#### [Collected data entries]
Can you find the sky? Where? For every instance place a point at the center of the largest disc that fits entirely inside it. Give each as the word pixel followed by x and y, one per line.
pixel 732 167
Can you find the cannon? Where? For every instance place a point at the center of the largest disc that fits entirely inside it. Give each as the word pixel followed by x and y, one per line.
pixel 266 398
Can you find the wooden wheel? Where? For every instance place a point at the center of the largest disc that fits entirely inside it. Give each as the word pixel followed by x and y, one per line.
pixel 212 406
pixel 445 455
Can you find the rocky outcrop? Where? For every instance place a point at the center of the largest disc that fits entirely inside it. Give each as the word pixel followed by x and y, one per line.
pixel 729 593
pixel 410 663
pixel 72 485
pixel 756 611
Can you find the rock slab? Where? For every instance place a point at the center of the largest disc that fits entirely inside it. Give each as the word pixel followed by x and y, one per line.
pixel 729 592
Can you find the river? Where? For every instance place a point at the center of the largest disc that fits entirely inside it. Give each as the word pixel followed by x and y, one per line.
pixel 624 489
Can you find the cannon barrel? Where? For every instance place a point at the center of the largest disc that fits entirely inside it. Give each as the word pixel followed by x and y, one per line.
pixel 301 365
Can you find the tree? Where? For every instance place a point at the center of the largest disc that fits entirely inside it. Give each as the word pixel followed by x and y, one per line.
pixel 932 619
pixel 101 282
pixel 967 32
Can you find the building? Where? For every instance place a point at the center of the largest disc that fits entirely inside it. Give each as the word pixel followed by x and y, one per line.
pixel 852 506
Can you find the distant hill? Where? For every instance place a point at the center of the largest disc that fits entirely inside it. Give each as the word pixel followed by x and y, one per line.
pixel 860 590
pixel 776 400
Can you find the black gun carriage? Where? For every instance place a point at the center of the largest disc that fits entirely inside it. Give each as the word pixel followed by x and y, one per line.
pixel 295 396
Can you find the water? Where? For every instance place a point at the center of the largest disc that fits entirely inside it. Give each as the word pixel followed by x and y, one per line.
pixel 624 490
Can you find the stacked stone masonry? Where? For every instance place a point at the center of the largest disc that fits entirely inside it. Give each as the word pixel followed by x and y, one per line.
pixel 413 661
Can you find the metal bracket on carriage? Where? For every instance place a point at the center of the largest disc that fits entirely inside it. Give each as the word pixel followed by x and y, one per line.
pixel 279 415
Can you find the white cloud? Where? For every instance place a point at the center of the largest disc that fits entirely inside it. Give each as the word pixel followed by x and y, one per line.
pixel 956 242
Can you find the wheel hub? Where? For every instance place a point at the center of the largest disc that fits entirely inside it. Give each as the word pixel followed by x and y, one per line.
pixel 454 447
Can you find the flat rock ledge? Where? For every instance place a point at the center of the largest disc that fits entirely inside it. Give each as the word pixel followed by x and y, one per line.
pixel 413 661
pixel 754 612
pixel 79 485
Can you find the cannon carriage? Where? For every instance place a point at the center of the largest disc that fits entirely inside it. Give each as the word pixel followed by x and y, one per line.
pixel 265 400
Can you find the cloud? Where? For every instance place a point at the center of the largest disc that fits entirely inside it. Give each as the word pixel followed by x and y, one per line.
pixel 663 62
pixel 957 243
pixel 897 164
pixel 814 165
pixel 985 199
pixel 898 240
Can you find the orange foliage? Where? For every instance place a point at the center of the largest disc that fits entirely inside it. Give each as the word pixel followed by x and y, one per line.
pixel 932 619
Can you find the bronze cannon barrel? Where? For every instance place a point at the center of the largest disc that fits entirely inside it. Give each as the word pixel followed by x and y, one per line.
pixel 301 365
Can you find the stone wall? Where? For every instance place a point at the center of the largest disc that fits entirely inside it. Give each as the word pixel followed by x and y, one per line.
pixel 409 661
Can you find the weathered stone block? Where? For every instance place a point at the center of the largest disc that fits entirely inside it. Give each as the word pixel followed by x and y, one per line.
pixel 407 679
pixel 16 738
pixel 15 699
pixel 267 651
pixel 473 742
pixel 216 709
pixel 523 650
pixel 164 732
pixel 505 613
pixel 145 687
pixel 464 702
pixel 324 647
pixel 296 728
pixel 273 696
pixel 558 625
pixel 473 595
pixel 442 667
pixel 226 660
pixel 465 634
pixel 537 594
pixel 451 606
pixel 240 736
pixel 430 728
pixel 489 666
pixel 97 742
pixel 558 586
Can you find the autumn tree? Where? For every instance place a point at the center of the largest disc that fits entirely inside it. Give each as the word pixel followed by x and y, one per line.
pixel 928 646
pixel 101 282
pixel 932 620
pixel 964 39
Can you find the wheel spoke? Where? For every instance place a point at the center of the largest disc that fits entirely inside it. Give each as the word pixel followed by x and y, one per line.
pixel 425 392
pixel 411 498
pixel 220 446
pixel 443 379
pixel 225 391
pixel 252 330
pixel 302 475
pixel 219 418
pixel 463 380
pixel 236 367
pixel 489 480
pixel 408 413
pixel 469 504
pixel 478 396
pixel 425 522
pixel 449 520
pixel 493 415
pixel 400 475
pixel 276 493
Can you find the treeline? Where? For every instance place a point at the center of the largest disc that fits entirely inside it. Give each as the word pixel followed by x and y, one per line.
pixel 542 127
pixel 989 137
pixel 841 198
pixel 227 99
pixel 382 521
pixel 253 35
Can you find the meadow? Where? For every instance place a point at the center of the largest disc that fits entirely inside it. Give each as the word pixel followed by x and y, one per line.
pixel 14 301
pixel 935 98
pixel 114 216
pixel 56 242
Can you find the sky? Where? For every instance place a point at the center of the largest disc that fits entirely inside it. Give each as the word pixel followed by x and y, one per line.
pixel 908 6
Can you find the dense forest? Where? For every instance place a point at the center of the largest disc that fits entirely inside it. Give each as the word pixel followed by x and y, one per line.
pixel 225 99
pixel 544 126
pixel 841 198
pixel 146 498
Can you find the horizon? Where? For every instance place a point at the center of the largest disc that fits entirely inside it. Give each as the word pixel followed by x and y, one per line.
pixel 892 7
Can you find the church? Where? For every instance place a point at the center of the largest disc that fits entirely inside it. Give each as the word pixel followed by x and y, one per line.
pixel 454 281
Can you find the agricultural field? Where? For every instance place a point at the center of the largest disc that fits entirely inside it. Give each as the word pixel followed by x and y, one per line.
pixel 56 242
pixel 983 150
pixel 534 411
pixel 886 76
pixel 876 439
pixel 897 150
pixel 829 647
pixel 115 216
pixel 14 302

#### [WHAT YOU HAVE TO DO]
Write out exactly the lines from the one containing "Can you find the agricultural" through the end of the data, both included. Add nothing else.

#### [WRITTEN RESPONSE]
Can you find the agricultural field? Where? For every instance place a point at the center of the largest disc that fits entirely inside it. Give each as the word pixel followed by x and y, one per line.
pixel 56 242
pixel 983 150
pixel 534 411
pixel 886 76
pixel 876 439
pixel 897 150
pixel 829 647
pixel 115 216
pixel 14 302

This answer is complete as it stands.